What the task requires: Once the line holding "Please spot the license" is found in the listing below, write it out and each later line exactly, up to and including the one holding "Please spot the man wearing".

Exercise input:
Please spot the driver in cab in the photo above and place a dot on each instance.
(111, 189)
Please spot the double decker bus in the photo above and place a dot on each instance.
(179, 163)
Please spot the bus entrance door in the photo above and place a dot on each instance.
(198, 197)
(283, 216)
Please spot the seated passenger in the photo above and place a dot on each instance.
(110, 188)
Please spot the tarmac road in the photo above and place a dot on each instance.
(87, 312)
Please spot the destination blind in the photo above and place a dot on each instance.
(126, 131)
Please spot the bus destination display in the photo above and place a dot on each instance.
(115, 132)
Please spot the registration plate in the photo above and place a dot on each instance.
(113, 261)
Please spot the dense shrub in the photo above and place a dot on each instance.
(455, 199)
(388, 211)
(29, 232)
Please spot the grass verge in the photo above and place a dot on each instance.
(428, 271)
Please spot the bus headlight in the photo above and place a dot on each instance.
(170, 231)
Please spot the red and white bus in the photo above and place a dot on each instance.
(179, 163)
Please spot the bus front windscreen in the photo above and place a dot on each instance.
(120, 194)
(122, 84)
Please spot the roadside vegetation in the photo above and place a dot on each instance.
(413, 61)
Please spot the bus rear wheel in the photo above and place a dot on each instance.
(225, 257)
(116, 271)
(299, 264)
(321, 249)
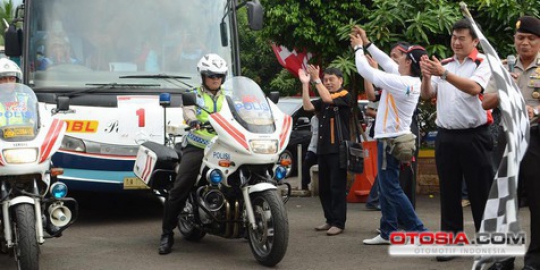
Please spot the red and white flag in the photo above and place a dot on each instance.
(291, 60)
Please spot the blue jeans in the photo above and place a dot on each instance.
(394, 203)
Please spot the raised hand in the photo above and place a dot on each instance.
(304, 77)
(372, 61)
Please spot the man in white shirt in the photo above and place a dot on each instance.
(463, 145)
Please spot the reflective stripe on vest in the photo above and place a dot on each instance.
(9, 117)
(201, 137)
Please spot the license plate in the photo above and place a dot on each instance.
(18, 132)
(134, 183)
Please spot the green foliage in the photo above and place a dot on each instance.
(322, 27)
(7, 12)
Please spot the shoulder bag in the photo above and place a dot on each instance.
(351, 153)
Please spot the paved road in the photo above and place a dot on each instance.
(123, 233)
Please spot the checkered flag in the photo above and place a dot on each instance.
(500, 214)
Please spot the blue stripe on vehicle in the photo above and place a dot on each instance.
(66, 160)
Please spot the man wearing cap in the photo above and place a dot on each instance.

==

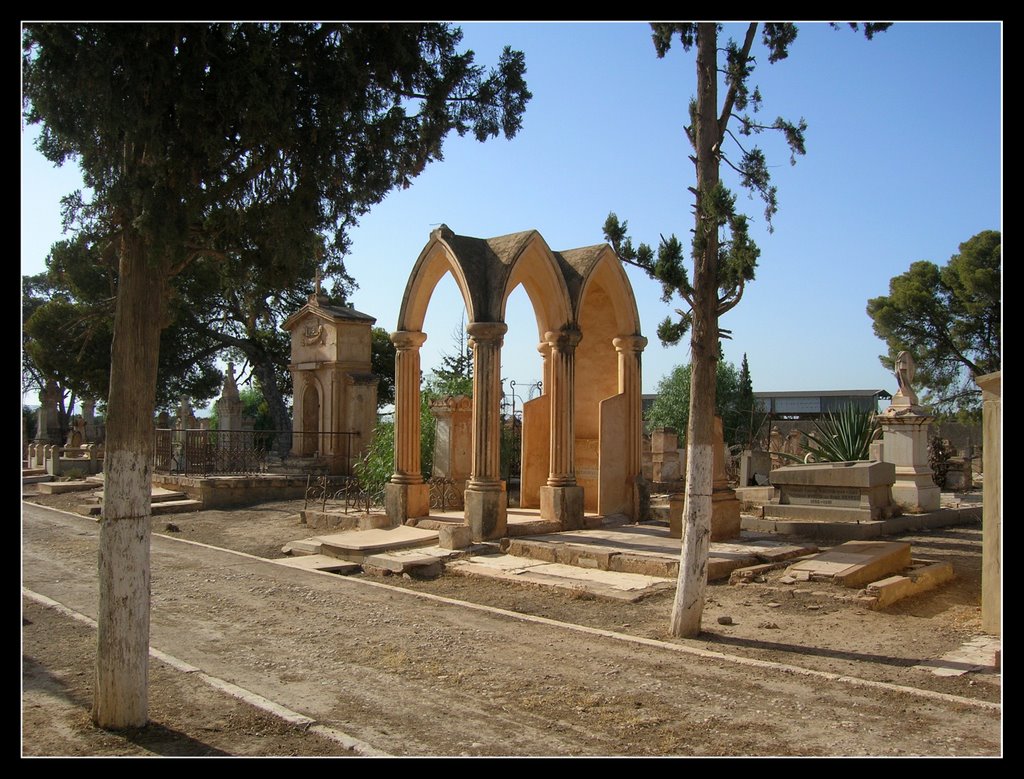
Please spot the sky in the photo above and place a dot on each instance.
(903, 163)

Problem solution:
Please spot the license plate in the photo above and place a dot on each instance.
(18, 132)
(134, 183)
Please spot the green foliage in the photo above and place a dot on each instance.
(322, 27)
(7, 12)
Please spot the shoulder bag in the photo above and place a dot on each instance.
(351, 153)
Please spot the paved road in the photo above and place a dot on each instance.
(123, 233)
Please spot the checkered flag in the photo above and place a dot on each instance.
(500, 214)
Please spot the blue stripe on vehicle in the photo above and place a dot on each instance.
(66, 160)
Please spot the man wearing cap in the photo above and place a dot on each instance.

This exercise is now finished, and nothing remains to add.